▸ **Исходный текст**

· · · · · · ·

Илья Габай - Письма из заключения (1970–1972)
О том, как я живу, рассказывать очень трудно. Все бы ничего, если бы всякий пустяк не выбивал бы меня из колеи. Это все объясняется слабостью моего характера («Слабые духом ахеянки мы – не ахейцы») и некоторой усталостью. Очень я Вас прошу, успокойте Галю, скажите, что я вполне здоров, что жду ее 28 ноября на личное свидание. С нетерпением жду.
Хотел бы я отвести немного душу в Вашем милом мне и святом семействе, но ничего, доктор, перетерпим ‹…› Я тороплюсь закончить пока свое писание – иссякает мое время, и я прекращаю дозволенные речи. Нечего, наверно, и говорить, сколько добра я желаю всем вам. Берегите сердце, Георгий Борисович, не забывайте меня, любящего Вас, хоть и не очень путевого, друга. Целую Вас и всех больших и малых Вашего дома.
Ваш Илья.

· · · · · · ·

▸ **Задание 1**
Воспроизведите дословно часть исходного текста: всё от «Хотел бы я отвести» и вниз до «малых Вашего дома.».
▸ **Задание 2**
Соответствуют ли исходному тексту следующие утверждения? (a) Автор ждёт Галю 28 ноября на личное свидание. (b) Автор просит Георгия Борисовича беречь зрение. (c) Автор объясняет свои трудности силой своего характера.

▸ **Фрагмент записей**
· · · · · · ·

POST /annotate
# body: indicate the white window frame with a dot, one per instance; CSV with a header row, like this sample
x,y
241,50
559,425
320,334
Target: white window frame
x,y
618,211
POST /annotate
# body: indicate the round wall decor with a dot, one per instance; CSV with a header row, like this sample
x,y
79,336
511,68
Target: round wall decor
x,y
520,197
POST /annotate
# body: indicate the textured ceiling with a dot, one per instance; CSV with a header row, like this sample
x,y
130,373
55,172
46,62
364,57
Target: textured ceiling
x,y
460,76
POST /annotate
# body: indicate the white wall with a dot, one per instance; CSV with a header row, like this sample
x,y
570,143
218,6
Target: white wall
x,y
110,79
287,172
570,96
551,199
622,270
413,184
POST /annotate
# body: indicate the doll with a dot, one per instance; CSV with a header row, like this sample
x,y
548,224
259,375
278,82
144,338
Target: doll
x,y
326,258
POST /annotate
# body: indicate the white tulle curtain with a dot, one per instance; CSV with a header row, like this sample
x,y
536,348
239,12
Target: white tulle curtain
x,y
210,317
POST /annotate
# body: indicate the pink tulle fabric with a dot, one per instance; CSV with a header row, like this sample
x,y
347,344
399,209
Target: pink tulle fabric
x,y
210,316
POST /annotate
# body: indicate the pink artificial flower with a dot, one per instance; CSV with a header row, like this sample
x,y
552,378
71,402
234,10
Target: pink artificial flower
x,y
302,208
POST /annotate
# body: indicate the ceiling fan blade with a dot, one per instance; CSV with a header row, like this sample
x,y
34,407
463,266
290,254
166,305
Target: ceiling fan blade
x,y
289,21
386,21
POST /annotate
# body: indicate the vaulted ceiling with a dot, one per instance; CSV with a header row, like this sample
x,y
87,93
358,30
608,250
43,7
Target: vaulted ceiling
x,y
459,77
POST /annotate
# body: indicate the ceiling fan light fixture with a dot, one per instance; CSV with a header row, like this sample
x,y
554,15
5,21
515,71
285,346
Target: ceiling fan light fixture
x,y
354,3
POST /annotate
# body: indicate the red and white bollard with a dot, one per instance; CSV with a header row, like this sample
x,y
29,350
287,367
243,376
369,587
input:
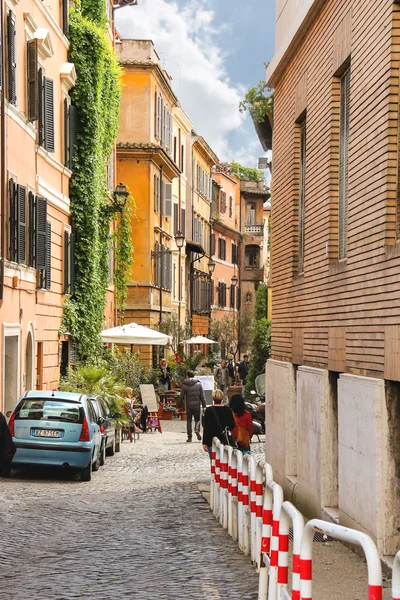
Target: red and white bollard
x,y
346,535
396,578
289,514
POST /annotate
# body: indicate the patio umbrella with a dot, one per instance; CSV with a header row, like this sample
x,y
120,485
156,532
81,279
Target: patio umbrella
x,y
134,334
199,339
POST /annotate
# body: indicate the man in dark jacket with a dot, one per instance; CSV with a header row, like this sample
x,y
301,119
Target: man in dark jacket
x,y
7,449
192,392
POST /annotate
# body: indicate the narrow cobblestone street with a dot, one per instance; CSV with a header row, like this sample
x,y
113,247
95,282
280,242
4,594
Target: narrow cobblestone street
x,y
139,529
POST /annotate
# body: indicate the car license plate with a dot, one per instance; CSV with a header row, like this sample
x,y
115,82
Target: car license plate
x,y
47,433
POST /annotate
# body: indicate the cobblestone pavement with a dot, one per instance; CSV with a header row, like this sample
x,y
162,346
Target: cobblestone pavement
x,y
140,529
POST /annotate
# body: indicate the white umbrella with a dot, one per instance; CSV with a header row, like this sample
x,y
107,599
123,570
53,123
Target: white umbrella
x,y
199,339
134,334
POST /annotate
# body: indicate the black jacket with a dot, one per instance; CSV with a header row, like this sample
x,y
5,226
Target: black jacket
x,y
7,449
211,429
192,392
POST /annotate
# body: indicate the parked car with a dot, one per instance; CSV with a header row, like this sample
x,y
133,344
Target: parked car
x,y
56,429
108,428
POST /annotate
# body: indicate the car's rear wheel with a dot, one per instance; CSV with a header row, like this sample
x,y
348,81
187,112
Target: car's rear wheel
x,y
86,473
118,442
103,453
111,449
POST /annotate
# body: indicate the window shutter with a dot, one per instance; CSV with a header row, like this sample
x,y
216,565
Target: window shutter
x,y
343,161
41,232
33,90
176,218
12,64
72,263
66,263
31,230
232,296
183,221
167,200
48,256
13,220
73,133
48,106
65,7
21,191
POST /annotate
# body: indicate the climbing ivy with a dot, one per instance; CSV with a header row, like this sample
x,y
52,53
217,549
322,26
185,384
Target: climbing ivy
x,y
97,98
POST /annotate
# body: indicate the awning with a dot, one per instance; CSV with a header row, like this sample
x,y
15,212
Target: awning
x,y
134,334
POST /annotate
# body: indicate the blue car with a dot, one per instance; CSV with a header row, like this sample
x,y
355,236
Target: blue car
x,y
56,429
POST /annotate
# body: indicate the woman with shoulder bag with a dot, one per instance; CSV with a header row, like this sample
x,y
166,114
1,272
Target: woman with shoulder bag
x,y
218,422
243,429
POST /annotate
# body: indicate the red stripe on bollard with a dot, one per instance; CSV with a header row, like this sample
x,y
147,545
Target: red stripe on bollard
x,y
274,558
283,573
283,543
267,517
306,569
296,563
275,528
374,592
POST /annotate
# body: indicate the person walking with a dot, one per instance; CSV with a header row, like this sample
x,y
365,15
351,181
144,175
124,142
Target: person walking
x,y
7,448
243,429
216,418
221,376
243,369
192,391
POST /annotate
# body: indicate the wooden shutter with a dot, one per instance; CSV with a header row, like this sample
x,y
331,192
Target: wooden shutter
x,y
72,263
21,231
33,69
48,107
167,200
11,55
13,220
232,296
183,221
302,195
31,230
72,134
343,161
176,218
65,7
66,263
41,232
48,256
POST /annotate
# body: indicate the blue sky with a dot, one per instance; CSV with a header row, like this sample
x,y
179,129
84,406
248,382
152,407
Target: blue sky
x,y
215,50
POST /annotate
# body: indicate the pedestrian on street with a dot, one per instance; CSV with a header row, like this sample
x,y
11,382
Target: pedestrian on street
x,y
243,369
243,429
221,376
216,418
192,392
7,448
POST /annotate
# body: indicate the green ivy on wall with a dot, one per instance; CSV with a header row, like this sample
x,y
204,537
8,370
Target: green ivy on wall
x,y
97,98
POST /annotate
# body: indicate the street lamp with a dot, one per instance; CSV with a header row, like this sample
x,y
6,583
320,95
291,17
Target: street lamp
x,y
211,266
179,240
120,196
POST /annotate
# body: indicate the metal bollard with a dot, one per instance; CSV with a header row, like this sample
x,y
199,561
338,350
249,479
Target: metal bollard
x,y
346,535
289,514
396,578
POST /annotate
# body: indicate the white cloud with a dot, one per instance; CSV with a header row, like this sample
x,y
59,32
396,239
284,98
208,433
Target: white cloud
x,y
186,39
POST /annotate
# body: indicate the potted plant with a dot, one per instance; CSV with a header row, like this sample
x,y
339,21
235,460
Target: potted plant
x,y
259,101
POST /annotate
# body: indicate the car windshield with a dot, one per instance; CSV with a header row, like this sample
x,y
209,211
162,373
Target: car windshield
x,y
49,410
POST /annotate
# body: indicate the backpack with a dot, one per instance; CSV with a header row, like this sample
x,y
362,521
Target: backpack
x,y
243,436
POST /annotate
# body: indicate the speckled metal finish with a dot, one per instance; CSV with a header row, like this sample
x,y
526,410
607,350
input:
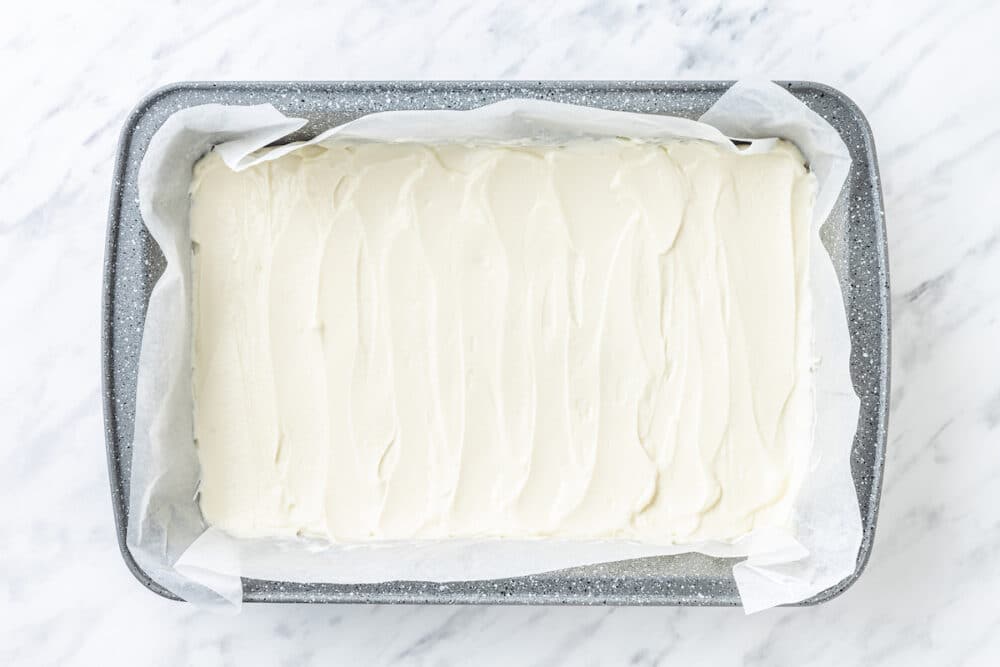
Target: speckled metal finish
x,y
133,263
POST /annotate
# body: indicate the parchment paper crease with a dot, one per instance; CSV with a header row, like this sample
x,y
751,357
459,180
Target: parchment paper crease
x,y
166,533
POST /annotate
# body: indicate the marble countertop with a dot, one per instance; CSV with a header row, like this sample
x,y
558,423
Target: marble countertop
x,y
929,595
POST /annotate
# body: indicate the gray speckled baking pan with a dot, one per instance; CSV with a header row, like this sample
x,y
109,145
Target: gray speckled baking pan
x,y
133,263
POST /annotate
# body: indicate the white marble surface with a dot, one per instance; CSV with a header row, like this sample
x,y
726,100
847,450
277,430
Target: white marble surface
x,y
924,75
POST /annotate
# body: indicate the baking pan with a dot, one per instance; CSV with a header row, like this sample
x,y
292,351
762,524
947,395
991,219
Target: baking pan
x,y
133,263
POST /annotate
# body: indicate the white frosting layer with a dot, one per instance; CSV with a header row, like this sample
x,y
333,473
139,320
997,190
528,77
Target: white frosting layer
x,y
600,339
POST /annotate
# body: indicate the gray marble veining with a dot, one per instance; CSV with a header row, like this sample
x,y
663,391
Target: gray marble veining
x,y
920,71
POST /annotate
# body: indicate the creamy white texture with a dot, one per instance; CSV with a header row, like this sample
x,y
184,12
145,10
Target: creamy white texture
x,y
600,339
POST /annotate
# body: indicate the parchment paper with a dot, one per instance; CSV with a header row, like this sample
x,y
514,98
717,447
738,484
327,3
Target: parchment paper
x,y
170,540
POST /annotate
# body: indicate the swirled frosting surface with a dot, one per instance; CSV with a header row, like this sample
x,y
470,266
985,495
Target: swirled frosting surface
x,y
599,339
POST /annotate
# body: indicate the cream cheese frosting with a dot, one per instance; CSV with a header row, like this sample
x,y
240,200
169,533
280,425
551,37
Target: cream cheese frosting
x,y
600,339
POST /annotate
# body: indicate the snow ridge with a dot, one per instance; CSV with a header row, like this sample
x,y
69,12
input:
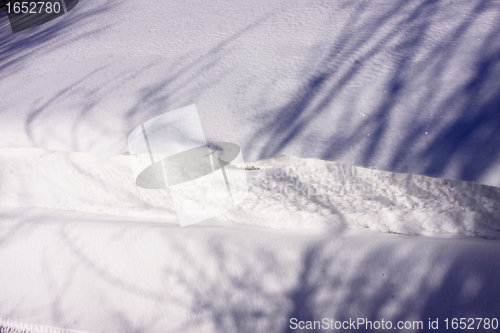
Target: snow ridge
x,y
284,193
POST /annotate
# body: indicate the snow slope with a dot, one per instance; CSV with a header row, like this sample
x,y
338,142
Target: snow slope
x,y
284,193
397,88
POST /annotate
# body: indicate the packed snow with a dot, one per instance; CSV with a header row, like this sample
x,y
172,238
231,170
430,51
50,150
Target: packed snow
x,y
370,131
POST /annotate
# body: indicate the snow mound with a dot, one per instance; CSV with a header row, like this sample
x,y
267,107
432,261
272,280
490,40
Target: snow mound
x,y
284,192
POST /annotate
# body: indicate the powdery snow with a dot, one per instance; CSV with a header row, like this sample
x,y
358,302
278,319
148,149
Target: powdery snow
x,y
284,192
373,97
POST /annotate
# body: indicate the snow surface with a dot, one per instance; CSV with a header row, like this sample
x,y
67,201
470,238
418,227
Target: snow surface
x,y
372,97
406,86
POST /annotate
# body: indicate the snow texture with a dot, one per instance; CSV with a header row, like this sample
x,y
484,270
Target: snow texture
x,y
389,209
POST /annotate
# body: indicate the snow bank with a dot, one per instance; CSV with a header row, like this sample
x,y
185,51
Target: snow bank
x,y
285,193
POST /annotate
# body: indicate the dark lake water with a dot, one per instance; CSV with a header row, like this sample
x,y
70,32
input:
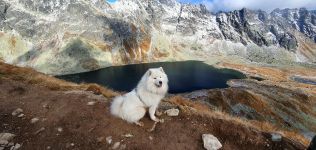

· · · · · · ·

▸ **Ожидаемый ответ 1**
Хотел бы я отвести немного душу в Вашем милом мне и святом семействе, но ничего, доктор, перетерпим ‹…› Я тороплюсь закончить пока свое писание – иссякает мое время, и я прекращаю дозволенные речи. Нечего, наверно, и говорить, сколько добра я желаю всем вам. Берегите сердце, Георгий Борисович, не забывайте меня, любящего Вас, хоть и не очень путевого, друга. Целую Вас и всех больших и малых Вашего дома.

▸ **Ожидаемый ответ 2**
(a) Да: «жду ее 28 ноября на личное свидание».
(b) Нет: «Берегите сердце, Георгий Борисович».
(c) Нет: «Это все объясняется слабостью моего характера».